• **Set tasks**
• A. From the Goldman Sachs passage, output everything from "Keith McCullough, former" down to "some ugly truths.", with no changes.
• B. In the Goldman Sachs passage, what is the name of the securities research firm Keith McCullough owns?

• **Source text**
__________________________________________________
Similar reactions came from others involved in the finance industry, annoyed that politicians were trying to blame Goldman Sachs for simply performing its role as a market-making investment bank.

Kevin McPartland, senior analyst at TABB Group, a New York-based financial services research and advisory firm, said he didn't learn much new in the hearings.

"Congress and Wall Street don't see eye to eye," he said. "Institutional traders are smart, well-informed people, yet someone is on each side of every trade with an opposing view. If not then we wouldn't have capital markets."

Behind the Curtain at Goldman Money-Making Machine

In a few corners of the financial world, however, some dissenting opinions could be heard.

Keith McCullough, former hedge fund manager and owner of securities research firm Hedgeye in New Haven, Conn., says the scrutiny on Goldman Sachs may reveal some ugly truths.

"Goldman's conflicted and compromised money machine of an opaque past is finally going to be held accountable to one question: What is it that you do to make all that money?"

Senators in Washington seemed intent to find an answer to the same question with their examination, directed at seven former and current Goldman employees, including Blankfein, "Fabulous Fab" Tourre and C.F.O. David Vinair. Throughout, the men defended themselves against unyielding criticism that they exploited the U.S. housing bubble at the expense of unwitting clients.
__________________________________________________
• **Items**

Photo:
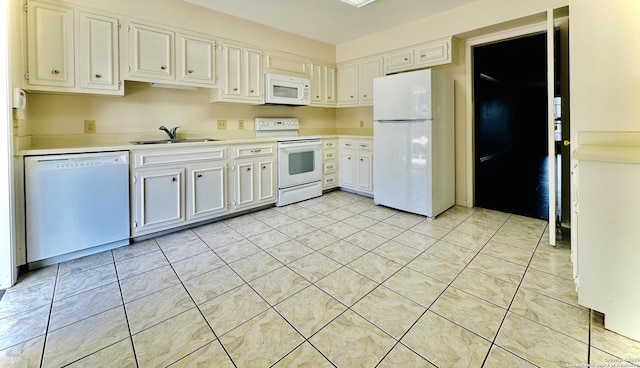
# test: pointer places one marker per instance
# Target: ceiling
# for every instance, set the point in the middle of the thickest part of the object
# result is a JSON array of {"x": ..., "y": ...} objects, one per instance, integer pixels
[{"x": 330, "y": 21}]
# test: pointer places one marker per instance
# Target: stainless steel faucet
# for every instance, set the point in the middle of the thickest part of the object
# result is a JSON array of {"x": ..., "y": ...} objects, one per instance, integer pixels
[{"x": 171, "y": 132}]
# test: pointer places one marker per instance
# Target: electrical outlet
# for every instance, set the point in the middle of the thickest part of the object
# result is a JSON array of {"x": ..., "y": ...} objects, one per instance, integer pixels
[{"x": 89, "y": 126}]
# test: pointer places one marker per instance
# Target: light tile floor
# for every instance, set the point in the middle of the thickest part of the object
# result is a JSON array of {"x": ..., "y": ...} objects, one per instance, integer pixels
[{"x": 333, "y": 281}]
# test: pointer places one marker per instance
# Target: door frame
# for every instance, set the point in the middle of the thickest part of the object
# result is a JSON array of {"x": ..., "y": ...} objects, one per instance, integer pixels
[{"x": 542, "y": 27}]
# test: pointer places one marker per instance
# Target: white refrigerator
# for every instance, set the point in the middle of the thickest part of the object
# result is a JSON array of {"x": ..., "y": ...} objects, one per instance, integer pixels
[{"x": 413, "y": 142}]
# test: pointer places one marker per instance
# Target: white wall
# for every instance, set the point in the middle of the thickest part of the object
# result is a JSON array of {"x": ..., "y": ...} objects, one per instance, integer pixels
[{"x": 605, "y": 68}]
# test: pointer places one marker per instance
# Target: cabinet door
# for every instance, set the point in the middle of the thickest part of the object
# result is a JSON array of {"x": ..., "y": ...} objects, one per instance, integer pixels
[
  {"x": 364, "y": 177},
  {"x": 197, "y": 59},
  {"x": 243, "y": 184},
  {"x": 266, "y": 180},
  {"x": 159, "y": 197},
  {"x": 253, "y": 74},
  {"x": 151, "y": 52},
  {"x": 317, "y": 82},
  {"x": 98, "y": 52},
  {"x": 206, "y": 192},
  {"x": 347, "y": 169},
  {"x": 399, "y": 60},
  {"x": 330, "y": 85},
  {"x": 348, "y": 84},
  {"x": 369, "y": 70},
  {"x": 50, "y": 44},
  {"x": 233, "y": 69},
  {"x": 433, "y": 53}
]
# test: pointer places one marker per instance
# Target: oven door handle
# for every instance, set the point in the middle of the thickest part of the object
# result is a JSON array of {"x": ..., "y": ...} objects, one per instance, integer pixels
[{"x": 300, "y": 143}]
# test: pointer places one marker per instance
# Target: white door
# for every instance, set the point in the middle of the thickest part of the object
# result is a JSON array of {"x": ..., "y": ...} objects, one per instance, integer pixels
[{"x": 98, "y": 52}]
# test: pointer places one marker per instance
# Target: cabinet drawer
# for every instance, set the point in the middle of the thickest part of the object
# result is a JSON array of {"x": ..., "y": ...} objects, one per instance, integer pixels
[
  {"x": 347, "y": 145},
  {"x": 171, "y": 156},
  {"x": 330, "y": 167},
  {"x": 363, "y": 146},
  {"x": 329, "y": 144},
  {"x": 330, "y": 181},
  {"x": 329, "y": 155},
  {"x": 254, "y": 151}
]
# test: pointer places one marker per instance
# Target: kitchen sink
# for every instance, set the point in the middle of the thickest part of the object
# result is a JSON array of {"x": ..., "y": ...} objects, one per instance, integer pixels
[{"x": 186, "y": 140}]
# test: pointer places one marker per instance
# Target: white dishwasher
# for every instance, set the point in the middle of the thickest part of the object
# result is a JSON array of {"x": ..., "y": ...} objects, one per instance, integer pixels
[{"x": 76, "y": 204}]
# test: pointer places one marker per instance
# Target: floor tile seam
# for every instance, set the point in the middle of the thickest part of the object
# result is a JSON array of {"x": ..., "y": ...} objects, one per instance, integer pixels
[
  {"x": 545, "y": 271},
  {"x": 493, "y": 342},
  {"x": 126, "y": 314},
  {"x": 46, "y": 332}
]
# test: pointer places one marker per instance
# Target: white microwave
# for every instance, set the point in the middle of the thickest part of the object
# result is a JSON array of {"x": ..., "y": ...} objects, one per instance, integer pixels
[{"x": 285, "y": 90}]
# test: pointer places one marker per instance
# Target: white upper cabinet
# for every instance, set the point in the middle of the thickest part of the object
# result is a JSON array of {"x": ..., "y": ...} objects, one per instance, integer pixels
[
  {"x": 51, "y": 45},
  {"x": 98, "y": 52},
  {"x": 355, "y": 81},
  {"x": 323, "y": 84},
  {"x": 151, "y": 53},
  {"x": 421, "y": 56},
  {"x": 369, "y": 69},
  {"x": 241, "y": 78},
  {"x": 196, "y": 59},
  {"x": 72, "y": 50}
]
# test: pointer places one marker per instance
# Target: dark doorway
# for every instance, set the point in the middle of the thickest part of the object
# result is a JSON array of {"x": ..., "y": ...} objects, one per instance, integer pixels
[{"x": 510, "y": 86}]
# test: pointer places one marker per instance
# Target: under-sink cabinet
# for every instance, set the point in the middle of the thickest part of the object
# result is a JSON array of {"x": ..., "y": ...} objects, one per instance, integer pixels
[
  {"x": 253, "y": 179},
  {"x": 175, "y": 187},
  {"x": 356, "y": 164},
  {"x": 329, "y": 163}
]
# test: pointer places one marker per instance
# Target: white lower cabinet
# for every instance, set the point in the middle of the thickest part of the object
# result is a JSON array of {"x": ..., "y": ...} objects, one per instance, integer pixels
[
  {"x": 174, "y": 187},
  {"x": 159, "y": 199},
  {"x": 356, "y": 164},
  {"x": 253, "y": 180}
]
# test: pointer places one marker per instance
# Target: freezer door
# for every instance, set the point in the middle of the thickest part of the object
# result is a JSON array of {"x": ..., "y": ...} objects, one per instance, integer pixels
[
  {"x": 402, "y": 165},
  {"x": 405, "y": 96}
]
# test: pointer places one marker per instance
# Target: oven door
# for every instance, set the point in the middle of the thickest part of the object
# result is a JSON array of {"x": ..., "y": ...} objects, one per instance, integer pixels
[{"x": 299, "y": 162}]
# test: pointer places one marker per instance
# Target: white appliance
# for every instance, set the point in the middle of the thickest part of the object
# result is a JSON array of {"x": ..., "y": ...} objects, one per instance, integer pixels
[
  {"x": 299, "y": 159},
  {"x": 413, "y": 142},
  {"x": 76, "y": 205},
  {"x": 285, "y": 90}
]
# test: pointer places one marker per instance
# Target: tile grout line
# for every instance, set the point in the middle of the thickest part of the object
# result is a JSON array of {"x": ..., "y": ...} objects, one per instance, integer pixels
[{"x": 46, "y": 332}]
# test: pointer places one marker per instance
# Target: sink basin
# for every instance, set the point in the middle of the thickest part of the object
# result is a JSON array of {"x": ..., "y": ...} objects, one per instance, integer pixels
[{"x": 186, "y": 140}]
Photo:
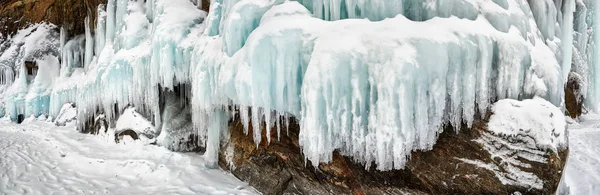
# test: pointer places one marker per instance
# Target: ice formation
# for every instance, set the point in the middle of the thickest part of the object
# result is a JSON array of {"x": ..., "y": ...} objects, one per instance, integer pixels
[{"x": 374, "y": 80}]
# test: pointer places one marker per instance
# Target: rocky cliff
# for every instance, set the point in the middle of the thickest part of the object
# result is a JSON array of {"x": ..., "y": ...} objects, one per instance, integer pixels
[{"x": 70, "y": 14}]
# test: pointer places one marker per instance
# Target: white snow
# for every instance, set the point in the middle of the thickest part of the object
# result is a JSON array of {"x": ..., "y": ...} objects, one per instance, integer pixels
[
  {"x": 38, "y": 158},
  {"x": 520, "y": 132},
  {"x": 582, "y": 173},
  {"x": 130, "y": 119},
  {"x": 535, "y": 122},
  {"x": 375, "y": 86},
  {"x": 67, "y": 114}
]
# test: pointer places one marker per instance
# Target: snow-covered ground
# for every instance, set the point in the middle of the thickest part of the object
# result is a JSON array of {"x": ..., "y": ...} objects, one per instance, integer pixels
[
  {"x": 583, "y": 166},
  {"x": 40, "y": 158}
]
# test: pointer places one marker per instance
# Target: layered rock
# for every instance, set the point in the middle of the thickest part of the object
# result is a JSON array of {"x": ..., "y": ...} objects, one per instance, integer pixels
[
  {"x": 472, "y": 161},
  {"x": 70, "y": 14}
]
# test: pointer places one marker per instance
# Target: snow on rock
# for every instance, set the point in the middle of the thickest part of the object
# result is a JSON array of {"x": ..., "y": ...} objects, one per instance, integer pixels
[
  {"x": 521, "y": 133},
  {"x": 535, "y": 122},
  {"x": 67, "y": 114},
  {"x": 375, "y": 87},
  {"x": 60, "y": 160},
  {"x": 130, "y": 119},
  {"x": 582, "y": 175},
  {"x": 341, "y": 79}
]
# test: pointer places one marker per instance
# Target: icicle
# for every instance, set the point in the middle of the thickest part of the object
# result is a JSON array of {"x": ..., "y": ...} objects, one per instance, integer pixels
[
  {"x": 100, "y": 29},
  {"x": 567, "y": 40},
  {"x": 89, "y": 43},
  {"x": 110, "y": 21}
]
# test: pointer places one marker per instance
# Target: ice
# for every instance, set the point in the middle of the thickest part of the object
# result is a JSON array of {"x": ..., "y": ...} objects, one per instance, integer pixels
[
  {"x": 535, "y": 122},
  {"x": 89, "y": 44},
  {"x": 373, "y": 80},
  {"x": 73, "y": 55},
  {"x": 594, "y": 60},
  {"x": 130, "y": 119},
  {"x": 100, "y": 34},
  {"x": 111, "y": 21},
  {"x": 67, "y": 115}
]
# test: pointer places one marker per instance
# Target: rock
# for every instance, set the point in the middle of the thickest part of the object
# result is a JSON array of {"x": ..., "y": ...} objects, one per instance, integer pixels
[
  {"x": 70, "y": 14},
  {"x": 94, "y": 124},
  {"x": 459, "y": 163},
  {"x": 573, "y": 97},
  {"x": 120, "y": 135}
]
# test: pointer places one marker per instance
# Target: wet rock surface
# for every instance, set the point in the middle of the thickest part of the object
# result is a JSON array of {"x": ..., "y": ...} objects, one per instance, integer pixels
[
  {"x": 460, "y": 163},
  {"x": 573, "y": 97},
  {"x": 70, "y": 14}
]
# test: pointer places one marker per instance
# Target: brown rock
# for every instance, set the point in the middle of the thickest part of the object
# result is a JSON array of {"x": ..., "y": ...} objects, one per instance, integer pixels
[
  {"x": 573, "y": 98},
  {"x": 460, "y": 163},
  {"x": 70, "y": 14}
]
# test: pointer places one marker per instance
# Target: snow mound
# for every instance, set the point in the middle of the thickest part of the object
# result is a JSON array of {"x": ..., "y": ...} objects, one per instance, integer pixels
[
  {"x": 132, "y": 120},
  {"x": 535, "y": 122}
]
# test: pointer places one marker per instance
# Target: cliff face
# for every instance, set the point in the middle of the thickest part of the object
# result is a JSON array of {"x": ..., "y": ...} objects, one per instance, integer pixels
[
  {"x": 472, "y": 161},
  {"x": 70, "y": 14}
]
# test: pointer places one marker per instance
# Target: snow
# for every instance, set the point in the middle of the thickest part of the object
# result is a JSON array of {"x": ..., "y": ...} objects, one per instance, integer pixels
[
  {"x": 535, "y": 122},
  {"x": 130, "y": 119},
  {"x": 582, "y": 175},
  {"x": 519, "y": 133},
  {"x": 67, "y": 115},
  {"x": 375, "y": 81},
  {"x": 38, "y": 158}
]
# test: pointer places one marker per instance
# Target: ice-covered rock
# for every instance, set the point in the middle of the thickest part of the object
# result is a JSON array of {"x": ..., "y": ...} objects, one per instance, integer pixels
[
  {"x": 505, "y": 160},
  {"x": 375, "y": 81},
  {"x": 67, "y": 114},
  {"x": 130, "y": 119}
]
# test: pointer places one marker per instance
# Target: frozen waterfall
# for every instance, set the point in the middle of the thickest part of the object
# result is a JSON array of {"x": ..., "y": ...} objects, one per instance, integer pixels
[{"x": 374, "y": 80}]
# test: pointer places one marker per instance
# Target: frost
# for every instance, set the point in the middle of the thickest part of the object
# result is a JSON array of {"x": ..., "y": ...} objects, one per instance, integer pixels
[{"x": 374, "y": 80}]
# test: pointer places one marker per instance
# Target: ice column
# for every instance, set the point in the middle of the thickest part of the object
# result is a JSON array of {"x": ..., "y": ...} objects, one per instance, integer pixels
[
  {"x": 110, "y": 21},
  {"x": 595, "y": 60},
  {"x": 89, "y": 43},
  {"x": 567, "y": 37},
  {"x": 100, "y": 29}
]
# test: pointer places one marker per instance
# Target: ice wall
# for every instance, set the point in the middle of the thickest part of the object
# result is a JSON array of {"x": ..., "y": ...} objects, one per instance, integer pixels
[{"x": 372, "y": 79}]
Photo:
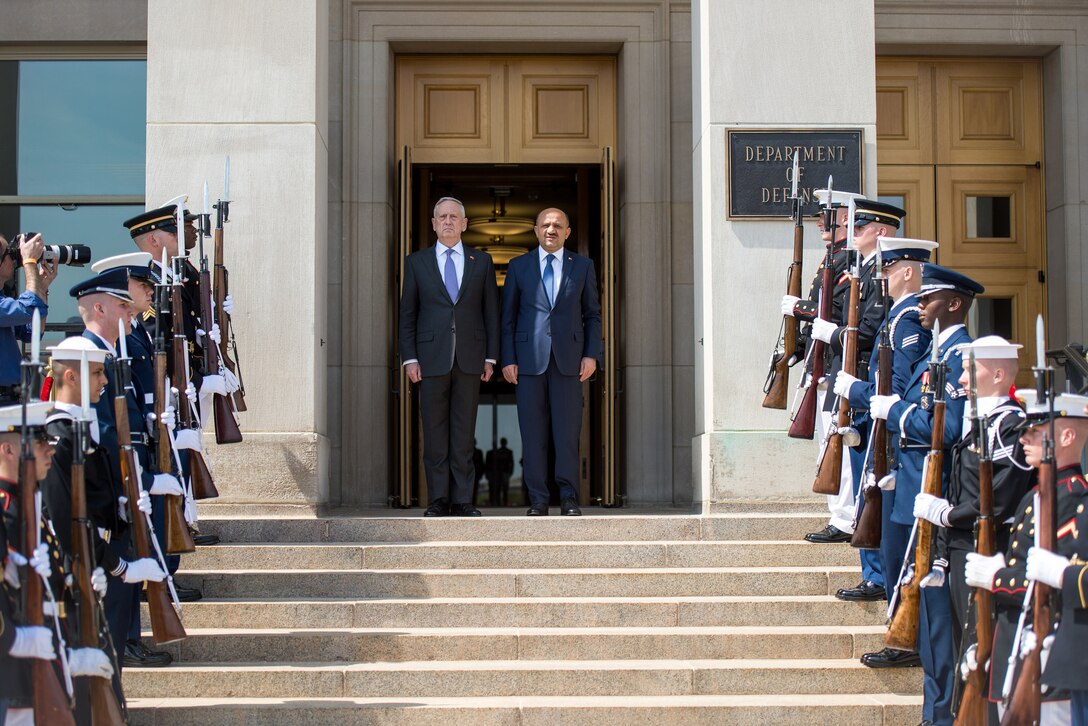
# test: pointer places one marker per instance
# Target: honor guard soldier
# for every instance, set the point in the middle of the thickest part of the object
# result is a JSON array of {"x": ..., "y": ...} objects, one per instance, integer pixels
[
  {"x": 944, "y": 299},
  {"x": 901, "y": 260},
  {"x": 1006, "y": 574},
  {"x": 806, "y": 311},
  {"x": 107, "y": 308}
]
__________________________________________________
• **Outputs in order**
• A.
Keith McCullough, former hedge fund manager and owner of securities research firm Hedgeye in New Haven, Conn., says the scrutiny on Goldman Sachs may reveal some ugly truths.

• B. Hedgeye